# DESCRIPTION OF THE TASK
State how many lines in the data below contain the string "green". Give only the number.

_ _ _ _ _ _ _

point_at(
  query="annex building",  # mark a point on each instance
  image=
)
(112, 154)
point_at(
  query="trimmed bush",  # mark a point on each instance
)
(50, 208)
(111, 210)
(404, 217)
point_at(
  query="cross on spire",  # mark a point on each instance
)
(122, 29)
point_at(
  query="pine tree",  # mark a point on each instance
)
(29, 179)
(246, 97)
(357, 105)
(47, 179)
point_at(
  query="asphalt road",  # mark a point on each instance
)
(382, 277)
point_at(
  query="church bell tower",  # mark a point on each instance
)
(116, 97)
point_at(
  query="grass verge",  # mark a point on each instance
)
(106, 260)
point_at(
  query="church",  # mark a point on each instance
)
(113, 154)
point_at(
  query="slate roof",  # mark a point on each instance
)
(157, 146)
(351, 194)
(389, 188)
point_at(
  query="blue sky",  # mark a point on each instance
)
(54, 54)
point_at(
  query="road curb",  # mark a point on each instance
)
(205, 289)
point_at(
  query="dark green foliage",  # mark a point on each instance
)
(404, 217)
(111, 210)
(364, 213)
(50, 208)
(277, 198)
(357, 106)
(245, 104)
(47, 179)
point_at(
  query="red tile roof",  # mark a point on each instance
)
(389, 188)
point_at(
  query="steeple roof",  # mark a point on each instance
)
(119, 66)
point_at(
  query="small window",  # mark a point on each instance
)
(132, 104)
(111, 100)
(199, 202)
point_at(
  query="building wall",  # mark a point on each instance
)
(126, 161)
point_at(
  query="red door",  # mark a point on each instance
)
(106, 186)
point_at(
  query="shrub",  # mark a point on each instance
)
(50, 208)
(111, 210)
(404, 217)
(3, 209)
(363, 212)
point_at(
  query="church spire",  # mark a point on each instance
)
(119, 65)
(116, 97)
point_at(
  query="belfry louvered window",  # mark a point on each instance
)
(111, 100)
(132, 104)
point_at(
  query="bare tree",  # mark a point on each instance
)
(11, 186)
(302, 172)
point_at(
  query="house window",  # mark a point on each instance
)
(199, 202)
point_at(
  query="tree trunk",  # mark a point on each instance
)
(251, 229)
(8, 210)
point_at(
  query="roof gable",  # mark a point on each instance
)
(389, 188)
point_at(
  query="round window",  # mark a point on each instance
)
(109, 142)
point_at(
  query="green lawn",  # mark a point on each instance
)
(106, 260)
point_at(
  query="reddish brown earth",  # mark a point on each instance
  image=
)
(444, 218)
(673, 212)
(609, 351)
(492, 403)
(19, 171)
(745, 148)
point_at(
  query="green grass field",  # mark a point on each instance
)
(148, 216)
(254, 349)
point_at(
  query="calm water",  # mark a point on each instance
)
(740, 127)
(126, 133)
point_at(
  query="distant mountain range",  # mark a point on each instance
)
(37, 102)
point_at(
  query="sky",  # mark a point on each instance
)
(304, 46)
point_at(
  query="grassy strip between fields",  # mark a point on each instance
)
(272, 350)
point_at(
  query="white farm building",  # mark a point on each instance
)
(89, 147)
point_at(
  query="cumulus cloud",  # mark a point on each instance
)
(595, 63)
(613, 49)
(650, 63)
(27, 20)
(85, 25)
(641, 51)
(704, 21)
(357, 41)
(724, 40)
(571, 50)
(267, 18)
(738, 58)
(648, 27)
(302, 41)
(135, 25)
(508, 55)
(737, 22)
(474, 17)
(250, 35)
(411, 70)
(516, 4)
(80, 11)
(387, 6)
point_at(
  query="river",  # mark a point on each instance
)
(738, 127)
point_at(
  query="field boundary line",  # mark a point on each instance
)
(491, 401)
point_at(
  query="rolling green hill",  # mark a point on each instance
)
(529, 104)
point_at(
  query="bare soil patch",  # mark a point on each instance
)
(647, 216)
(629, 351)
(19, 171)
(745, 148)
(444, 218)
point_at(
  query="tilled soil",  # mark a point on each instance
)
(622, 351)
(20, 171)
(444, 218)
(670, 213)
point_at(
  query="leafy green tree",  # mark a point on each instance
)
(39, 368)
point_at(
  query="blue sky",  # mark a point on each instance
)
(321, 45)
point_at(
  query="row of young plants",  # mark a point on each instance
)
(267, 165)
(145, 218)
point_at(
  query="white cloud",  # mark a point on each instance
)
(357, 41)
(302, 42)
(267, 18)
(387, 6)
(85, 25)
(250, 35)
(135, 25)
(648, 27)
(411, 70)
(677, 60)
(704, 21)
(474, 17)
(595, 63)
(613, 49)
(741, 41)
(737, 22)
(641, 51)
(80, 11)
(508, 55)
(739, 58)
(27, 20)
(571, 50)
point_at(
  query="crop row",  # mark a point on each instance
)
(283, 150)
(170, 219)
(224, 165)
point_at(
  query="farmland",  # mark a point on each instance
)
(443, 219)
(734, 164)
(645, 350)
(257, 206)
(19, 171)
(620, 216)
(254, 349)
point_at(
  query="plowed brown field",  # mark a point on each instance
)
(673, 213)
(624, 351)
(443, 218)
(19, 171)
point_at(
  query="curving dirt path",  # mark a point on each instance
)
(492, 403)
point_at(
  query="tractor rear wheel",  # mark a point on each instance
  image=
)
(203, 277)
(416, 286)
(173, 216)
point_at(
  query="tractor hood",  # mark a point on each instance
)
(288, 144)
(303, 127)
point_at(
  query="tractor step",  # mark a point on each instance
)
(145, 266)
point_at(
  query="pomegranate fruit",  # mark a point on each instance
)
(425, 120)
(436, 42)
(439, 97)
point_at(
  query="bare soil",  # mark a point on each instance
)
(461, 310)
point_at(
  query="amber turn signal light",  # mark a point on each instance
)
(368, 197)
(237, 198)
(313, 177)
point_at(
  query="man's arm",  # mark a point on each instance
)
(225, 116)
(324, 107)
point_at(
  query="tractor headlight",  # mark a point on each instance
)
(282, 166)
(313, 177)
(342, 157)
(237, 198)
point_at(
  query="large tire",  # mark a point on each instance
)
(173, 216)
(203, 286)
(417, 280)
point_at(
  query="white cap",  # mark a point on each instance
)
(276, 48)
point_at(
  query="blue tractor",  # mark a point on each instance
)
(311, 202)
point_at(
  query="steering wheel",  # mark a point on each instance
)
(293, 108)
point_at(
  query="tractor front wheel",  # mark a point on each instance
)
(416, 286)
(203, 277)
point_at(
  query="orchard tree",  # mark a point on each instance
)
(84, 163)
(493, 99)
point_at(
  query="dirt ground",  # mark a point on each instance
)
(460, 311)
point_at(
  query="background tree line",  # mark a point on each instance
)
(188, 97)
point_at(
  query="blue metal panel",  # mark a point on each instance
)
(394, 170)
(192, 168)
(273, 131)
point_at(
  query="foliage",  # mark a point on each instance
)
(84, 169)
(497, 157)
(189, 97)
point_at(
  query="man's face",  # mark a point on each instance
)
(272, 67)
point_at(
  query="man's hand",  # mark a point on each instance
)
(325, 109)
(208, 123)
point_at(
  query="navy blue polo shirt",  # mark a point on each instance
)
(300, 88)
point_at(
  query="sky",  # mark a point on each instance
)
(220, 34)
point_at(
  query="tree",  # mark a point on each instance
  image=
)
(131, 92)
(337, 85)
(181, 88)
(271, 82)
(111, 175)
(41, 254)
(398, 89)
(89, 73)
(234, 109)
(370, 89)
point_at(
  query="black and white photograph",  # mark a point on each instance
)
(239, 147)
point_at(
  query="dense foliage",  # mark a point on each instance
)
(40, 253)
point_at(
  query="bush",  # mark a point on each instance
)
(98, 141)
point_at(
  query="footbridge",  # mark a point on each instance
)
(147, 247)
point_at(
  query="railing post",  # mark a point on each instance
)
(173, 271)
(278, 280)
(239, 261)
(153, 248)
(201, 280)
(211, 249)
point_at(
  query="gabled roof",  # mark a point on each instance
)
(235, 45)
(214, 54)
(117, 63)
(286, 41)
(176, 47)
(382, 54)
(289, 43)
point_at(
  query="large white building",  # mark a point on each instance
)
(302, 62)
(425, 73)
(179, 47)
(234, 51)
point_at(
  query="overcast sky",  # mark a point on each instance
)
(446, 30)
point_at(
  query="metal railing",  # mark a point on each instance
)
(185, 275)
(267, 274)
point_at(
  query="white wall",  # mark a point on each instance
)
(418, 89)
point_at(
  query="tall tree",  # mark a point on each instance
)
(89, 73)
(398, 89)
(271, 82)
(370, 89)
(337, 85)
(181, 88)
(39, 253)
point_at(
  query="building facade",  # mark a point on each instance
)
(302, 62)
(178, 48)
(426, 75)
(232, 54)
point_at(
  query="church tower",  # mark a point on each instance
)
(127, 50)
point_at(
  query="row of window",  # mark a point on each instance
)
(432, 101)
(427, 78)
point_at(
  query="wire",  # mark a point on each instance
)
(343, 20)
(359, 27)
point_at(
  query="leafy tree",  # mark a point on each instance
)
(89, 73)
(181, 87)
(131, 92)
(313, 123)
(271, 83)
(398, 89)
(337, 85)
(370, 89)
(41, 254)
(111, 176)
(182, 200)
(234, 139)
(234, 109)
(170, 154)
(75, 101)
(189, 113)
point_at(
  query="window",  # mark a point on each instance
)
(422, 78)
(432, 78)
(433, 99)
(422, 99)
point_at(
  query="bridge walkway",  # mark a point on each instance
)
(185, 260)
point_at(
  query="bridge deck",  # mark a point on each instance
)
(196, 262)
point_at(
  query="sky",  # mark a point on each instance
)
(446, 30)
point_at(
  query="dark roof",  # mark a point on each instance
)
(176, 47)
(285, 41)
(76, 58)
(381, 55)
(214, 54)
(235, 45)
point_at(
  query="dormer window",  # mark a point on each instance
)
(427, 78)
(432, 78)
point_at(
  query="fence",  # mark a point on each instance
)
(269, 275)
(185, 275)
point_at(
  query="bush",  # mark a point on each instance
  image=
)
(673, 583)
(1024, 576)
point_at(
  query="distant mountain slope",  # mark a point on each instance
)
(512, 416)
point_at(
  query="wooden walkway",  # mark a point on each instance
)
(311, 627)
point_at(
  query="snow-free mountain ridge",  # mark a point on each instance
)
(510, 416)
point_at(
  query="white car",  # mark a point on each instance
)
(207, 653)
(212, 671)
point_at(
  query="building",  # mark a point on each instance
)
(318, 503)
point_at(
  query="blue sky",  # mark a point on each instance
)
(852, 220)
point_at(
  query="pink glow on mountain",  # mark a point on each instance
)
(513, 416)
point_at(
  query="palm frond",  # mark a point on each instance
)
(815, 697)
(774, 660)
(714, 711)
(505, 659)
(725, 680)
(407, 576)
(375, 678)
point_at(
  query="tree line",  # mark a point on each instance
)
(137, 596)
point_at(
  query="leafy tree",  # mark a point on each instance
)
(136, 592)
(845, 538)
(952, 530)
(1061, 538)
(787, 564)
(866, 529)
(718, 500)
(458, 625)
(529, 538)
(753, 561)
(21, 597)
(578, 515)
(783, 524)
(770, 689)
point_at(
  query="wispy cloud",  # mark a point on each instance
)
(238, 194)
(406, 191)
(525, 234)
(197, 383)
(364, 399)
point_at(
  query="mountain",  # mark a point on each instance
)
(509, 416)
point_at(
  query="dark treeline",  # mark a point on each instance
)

_ _ _ _ _ _ _

# OUTPUT OF THE TASK
5